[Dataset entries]
==*==

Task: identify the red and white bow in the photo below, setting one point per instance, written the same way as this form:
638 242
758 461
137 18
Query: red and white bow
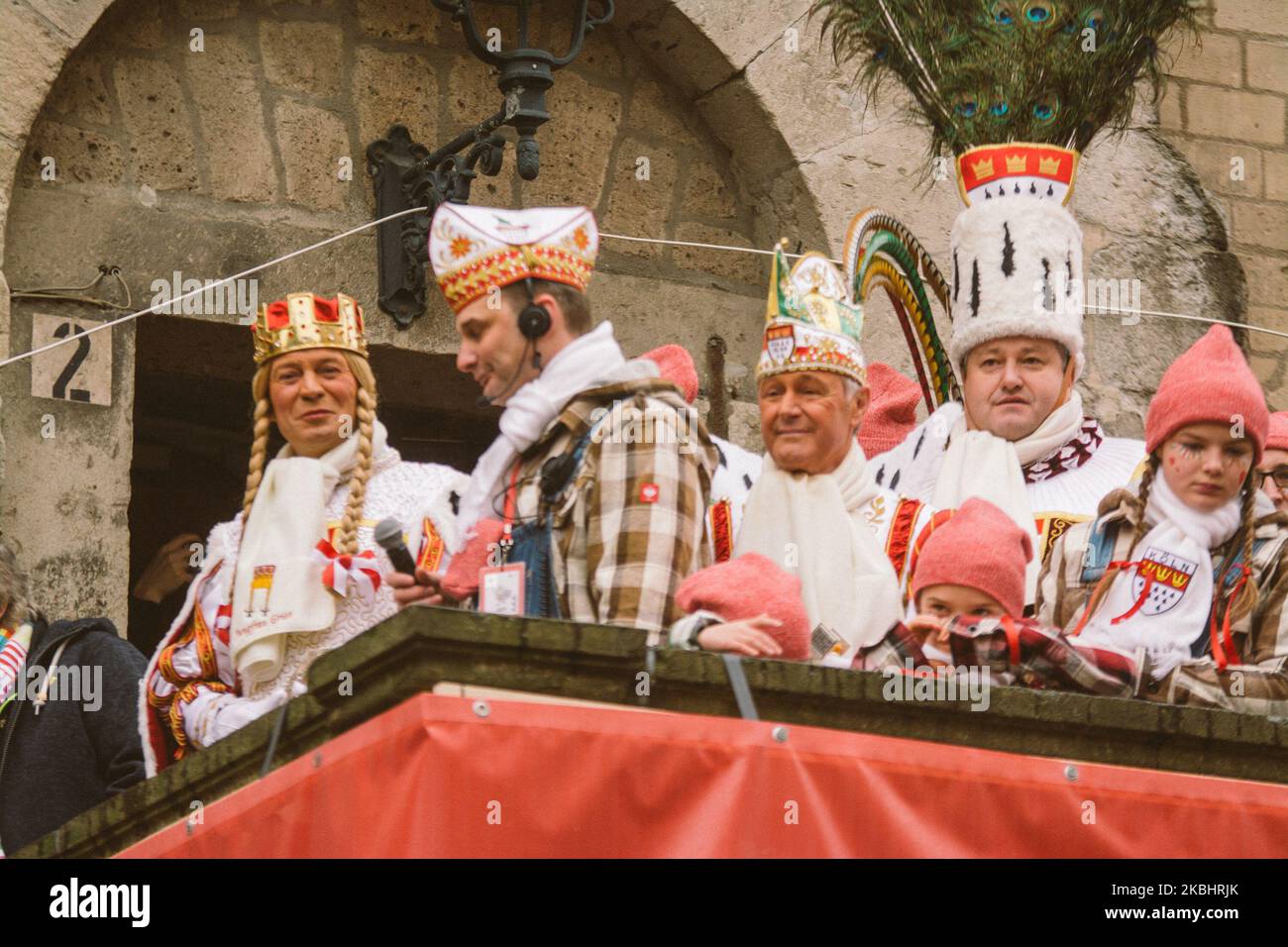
339 571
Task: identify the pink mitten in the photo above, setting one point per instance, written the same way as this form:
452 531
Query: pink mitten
748 586
463 575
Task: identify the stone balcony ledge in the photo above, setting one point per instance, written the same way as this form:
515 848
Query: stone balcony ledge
423 647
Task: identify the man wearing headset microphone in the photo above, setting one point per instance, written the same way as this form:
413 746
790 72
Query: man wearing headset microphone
590 502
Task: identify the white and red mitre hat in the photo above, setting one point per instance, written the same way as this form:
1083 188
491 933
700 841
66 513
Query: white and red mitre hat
811 324
476 249
1017 250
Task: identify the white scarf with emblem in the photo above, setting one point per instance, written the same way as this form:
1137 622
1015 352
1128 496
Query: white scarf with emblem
1175 558
277 586
988 467
814 527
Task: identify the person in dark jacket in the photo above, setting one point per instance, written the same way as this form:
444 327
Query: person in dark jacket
68 714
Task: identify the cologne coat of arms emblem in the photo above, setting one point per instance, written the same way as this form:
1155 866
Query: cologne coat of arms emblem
1168 578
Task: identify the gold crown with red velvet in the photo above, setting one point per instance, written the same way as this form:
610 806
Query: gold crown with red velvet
476 249
308 321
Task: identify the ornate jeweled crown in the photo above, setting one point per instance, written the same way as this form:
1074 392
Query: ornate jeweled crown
1016 90
308 321
810 321
475 249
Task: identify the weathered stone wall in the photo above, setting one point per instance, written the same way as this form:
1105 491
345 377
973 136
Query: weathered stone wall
207 154
1224 110
207 162
1142 210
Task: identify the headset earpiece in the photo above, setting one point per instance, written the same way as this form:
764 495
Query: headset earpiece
533 321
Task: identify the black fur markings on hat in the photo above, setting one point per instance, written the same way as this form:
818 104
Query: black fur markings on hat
974 289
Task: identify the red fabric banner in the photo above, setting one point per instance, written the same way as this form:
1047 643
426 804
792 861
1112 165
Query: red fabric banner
433 779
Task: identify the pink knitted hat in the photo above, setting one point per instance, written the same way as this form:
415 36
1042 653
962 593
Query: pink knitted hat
892 412
1276 440
1211 381
979 548
745 587
675 365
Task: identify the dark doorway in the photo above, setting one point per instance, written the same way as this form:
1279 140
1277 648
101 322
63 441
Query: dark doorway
192 434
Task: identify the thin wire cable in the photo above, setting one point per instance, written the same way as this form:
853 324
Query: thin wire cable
1096 311
210 286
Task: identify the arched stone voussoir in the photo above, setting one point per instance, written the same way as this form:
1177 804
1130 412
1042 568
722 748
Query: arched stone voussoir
37 38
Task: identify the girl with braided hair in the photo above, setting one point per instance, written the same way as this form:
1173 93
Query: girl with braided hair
297 573
1188 573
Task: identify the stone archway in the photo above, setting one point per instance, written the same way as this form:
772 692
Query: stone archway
153 184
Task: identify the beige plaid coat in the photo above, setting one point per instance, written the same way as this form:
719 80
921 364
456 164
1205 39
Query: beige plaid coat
630 526
1258 682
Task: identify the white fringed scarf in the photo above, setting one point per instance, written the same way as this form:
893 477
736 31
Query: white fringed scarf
277 585
990 467
1164 622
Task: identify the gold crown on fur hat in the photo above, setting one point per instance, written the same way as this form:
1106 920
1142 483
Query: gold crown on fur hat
308 321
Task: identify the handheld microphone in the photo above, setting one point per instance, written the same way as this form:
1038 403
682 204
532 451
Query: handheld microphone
389 536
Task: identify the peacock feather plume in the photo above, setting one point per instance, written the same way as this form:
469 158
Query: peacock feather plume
993 71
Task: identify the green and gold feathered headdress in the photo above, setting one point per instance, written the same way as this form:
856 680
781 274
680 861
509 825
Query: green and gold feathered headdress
811 322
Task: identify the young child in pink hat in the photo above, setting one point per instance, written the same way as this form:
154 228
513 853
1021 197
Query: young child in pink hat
1189 571
967 596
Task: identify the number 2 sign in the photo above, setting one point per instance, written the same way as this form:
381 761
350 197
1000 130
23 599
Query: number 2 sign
77 369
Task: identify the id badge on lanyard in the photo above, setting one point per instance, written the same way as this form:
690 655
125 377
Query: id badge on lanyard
501 583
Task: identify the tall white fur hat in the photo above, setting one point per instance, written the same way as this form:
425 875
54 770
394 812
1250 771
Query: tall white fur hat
1017 272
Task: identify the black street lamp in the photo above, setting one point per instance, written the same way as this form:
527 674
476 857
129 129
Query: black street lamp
407 175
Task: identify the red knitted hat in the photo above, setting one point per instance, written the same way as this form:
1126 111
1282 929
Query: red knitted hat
745 587
980 548
1211 381
1276 438
892 412
675 365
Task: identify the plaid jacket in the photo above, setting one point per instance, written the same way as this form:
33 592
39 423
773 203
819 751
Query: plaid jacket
1257 682
630 526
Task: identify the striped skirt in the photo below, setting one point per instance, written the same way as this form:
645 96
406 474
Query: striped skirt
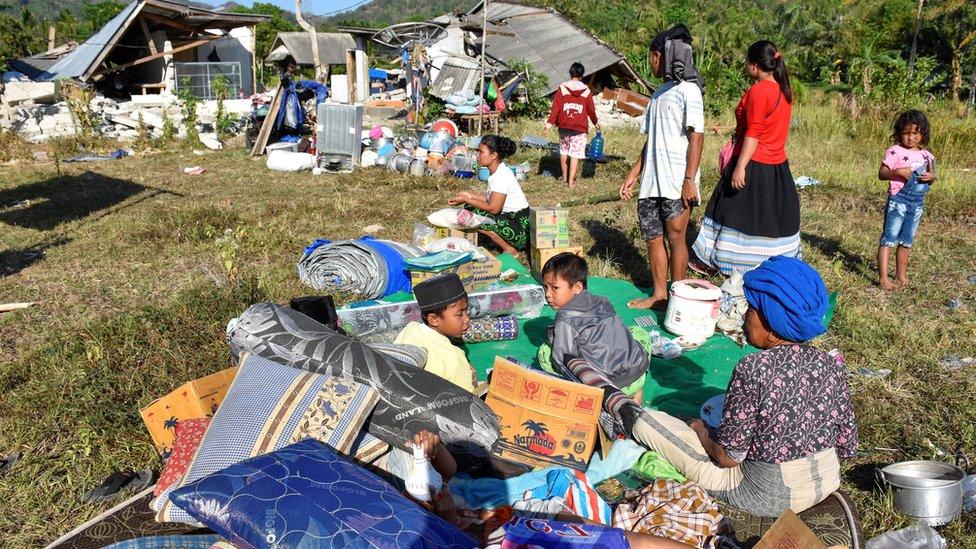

==*==

Gather every line from the dataset entries above that contains the word "plaid", treating uppercase and lowercase as different.

▶ **Reply to the exercise**:
Task: identify the beige plaid coat in the photo above, setting one point per instance, written the same way as this form:
Query: beige plaid coat
Task: identify the plaid jacket in the photo above, setting one point per instance, written the same way as this form:
Query: plaid jacket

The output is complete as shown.